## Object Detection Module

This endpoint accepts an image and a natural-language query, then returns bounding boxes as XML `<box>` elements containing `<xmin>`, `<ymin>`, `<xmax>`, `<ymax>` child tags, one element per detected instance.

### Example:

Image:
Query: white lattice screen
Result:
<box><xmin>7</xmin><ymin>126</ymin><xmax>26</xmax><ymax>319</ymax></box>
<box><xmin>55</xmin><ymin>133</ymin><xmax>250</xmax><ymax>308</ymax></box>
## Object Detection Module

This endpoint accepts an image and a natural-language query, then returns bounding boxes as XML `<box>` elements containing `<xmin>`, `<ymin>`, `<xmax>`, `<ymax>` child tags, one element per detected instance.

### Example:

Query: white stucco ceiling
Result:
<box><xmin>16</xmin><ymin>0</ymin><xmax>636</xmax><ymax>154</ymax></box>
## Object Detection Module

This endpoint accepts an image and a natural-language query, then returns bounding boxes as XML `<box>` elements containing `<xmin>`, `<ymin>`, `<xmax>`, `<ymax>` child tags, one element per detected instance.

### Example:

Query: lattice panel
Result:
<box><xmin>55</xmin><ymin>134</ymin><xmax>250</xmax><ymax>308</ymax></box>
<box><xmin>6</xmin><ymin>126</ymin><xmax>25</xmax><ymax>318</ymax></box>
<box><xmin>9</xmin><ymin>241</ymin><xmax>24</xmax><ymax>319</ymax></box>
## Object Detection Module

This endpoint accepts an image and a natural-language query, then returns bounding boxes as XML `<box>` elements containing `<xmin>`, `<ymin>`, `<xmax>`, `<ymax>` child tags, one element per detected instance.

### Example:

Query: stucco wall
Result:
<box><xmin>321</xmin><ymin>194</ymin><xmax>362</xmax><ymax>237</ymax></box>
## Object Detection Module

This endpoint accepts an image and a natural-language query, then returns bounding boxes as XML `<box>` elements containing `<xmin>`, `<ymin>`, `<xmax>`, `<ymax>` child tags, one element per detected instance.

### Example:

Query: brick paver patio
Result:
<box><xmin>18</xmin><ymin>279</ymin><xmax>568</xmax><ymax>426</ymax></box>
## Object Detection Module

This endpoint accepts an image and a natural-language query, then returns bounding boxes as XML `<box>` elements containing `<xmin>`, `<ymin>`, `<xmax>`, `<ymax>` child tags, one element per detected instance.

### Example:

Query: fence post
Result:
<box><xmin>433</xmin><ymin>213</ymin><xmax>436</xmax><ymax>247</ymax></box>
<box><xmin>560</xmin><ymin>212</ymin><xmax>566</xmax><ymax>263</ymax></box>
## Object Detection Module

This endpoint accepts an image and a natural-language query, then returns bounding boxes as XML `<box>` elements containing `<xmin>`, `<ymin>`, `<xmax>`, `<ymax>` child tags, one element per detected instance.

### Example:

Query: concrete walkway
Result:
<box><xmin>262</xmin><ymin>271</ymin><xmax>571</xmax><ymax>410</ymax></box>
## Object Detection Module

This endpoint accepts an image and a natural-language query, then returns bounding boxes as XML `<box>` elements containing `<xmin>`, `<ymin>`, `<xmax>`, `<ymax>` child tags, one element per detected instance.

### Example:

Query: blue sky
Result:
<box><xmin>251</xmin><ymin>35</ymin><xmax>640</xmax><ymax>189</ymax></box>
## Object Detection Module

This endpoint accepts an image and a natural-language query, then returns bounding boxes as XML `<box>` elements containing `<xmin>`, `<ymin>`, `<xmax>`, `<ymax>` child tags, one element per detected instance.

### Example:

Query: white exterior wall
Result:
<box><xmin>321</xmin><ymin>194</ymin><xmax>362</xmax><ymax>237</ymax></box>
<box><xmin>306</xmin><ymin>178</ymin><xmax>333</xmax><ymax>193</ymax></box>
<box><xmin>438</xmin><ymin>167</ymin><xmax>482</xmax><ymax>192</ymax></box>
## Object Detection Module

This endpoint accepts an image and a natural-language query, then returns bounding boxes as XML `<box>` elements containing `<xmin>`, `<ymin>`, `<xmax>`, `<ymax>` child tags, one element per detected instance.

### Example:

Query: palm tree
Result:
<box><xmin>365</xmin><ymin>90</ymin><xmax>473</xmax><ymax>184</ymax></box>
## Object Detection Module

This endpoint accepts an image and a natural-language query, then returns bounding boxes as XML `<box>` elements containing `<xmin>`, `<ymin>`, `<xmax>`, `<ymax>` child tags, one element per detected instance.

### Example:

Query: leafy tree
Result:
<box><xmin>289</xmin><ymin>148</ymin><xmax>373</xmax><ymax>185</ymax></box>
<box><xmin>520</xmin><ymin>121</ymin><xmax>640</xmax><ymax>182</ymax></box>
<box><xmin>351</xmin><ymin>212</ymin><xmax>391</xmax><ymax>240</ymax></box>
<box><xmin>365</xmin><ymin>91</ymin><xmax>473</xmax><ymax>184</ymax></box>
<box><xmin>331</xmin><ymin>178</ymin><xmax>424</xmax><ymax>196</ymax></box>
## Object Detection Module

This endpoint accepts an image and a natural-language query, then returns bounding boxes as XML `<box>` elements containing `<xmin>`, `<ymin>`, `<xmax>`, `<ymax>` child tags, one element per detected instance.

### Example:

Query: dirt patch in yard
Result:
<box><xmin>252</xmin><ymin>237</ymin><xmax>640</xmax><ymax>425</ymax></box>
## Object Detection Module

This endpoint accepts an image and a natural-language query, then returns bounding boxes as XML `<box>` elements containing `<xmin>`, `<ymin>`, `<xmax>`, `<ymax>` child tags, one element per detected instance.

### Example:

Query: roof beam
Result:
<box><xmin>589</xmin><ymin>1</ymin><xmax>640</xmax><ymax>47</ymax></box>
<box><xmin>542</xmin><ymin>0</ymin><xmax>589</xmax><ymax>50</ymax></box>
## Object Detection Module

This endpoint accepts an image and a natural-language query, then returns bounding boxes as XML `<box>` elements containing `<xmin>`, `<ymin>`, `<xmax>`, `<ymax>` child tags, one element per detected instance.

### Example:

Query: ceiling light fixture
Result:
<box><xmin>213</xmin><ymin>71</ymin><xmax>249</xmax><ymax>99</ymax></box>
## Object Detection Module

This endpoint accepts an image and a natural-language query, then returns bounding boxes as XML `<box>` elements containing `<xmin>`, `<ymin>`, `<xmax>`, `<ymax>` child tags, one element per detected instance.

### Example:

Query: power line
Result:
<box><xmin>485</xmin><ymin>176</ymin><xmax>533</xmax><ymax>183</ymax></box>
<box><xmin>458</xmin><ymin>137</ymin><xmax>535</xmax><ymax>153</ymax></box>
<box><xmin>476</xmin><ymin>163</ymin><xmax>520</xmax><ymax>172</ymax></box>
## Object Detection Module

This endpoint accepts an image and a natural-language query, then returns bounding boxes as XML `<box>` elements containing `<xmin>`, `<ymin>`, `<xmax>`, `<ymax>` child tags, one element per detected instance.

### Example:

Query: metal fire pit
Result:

#### WHAT TO WORK ON:
Can you gather every line above that contains the string "lattice" and copy each one out in full?

#### PROBLEM SOLUTION:
Query: white lattice screen
Query: lattice panel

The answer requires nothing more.